- **Image point grounding data**
▼
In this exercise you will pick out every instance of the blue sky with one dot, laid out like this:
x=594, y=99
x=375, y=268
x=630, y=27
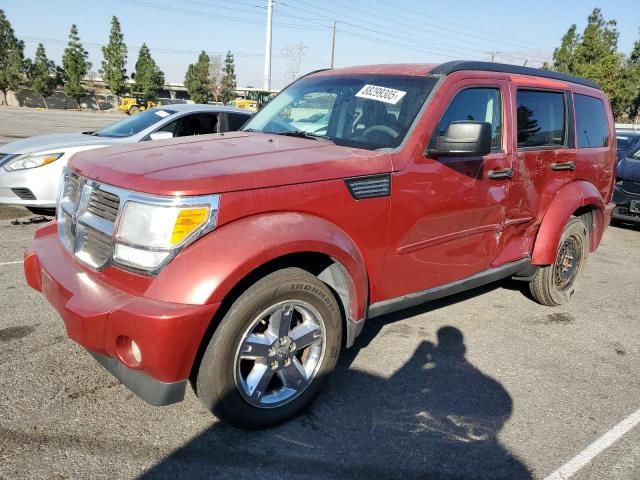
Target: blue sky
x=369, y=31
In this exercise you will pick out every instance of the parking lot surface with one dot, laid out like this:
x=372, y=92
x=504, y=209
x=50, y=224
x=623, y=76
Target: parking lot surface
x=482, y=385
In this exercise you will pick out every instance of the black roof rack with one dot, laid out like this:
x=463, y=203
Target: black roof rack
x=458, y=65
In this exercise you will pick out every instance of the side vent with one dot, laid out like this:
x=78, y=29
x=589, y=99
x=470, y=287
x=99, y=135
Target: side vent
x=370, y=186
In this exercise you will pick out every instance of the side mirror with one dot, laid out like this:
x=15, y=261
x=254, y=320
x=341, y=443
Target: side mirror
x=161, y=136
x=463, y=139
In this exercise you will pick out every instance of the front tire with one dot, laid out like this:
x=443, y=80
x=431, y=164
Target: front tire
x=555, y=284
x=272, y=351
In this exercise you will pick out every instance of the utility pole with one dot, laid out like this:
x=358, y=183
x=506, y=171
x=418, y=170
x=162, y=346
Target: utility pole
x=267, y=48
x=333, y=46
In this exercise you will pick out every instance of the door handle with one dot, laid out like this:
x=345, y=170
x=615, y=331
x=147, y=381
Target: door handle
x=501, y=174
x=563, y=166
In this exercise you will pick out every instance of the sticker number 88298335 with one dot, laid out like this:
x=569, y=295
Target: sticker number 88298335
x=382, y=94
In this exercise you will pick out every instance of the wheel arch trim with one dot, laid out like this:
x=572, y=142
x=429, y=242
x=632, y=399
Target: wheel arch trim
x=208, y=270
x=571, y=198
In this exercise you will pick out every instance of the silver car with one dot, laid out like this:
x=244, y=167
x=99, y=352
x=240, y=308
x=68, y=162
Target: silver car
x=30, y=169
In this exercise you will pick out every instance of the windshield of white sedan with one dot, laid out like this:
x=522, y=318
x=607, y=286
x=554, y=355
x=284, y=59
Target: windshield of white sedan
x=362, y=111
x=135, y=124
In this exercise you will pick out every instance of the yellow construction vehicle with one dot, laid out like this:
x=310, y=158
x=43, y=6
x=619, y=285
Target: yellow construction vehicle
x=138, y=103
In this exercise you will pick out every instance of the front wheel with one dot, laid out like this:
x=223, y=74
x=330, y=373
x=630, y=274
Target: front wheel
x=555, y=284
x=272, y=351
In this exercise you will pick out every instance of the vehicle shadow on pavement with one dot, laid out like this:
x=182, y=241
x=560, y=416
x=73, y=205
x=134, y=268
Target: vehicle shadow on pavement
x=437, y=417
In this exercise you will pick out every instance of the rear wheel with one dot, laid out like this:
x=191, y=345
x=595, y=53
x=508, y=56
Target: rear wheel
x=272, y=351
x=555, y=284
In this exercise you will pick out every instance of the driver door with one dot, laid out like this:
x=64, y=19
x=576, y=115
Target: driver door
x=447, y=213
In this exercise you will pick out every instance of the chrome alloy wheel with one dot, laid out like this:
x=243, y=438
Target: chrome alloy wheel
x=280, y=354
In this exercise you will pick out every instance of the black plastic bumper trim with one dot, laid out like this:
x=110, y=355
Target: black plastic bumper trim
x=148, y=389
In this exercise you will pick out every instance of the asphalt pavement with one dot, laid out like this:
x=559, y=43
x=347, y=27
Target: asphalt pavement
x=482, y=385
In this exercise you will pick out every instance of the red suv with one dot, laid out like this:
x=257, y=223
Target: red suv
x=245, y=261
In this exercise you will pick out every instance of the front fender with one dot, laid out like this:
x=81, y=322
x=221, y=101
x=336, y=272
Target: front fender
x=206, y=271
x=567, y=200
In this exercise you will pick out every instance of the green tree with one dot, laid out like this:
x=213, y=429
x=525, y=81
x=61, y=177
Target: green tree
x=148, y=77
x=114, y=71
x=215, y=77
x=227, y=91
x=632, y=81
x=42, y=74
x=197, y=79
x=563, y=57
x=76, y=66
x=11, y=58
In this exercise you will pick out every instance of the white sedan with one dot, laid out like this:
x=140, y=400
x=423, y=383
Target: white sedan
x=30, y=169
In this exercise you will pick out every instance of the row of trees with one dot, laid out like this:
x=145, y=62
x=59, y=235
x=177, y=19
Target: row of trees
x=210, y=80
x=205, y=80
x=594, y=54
▲
- **TASK REQUIREMENTS**
Output only the lines from the one holding "x=61, y=177" through the last line above, exactly as they appear.

- **EXERCISE RESULT**
x=61, y=177
Target: green tree
x=148, y=77
x=114, y=71
x=215, y=77
x=227, y=91
x=632, y=81
x=42, y=74
x=197, y=79
x=563, y=57
x=76, y=66
x=11, y=58
In this exercise you will pick out every instance of the white sedan with one dot, laid out like this:
x=140, y=400
x=423, y=383
Target: white sedan
x=30, y=169
In this exercise you will pick out every instance of the row of trees with one dot, laid out like this:
x=145, y=62
x=59, y=235
x=177, y=19
Target: row of trees
x=210, y=80
x=205, y=80
x=594, y=54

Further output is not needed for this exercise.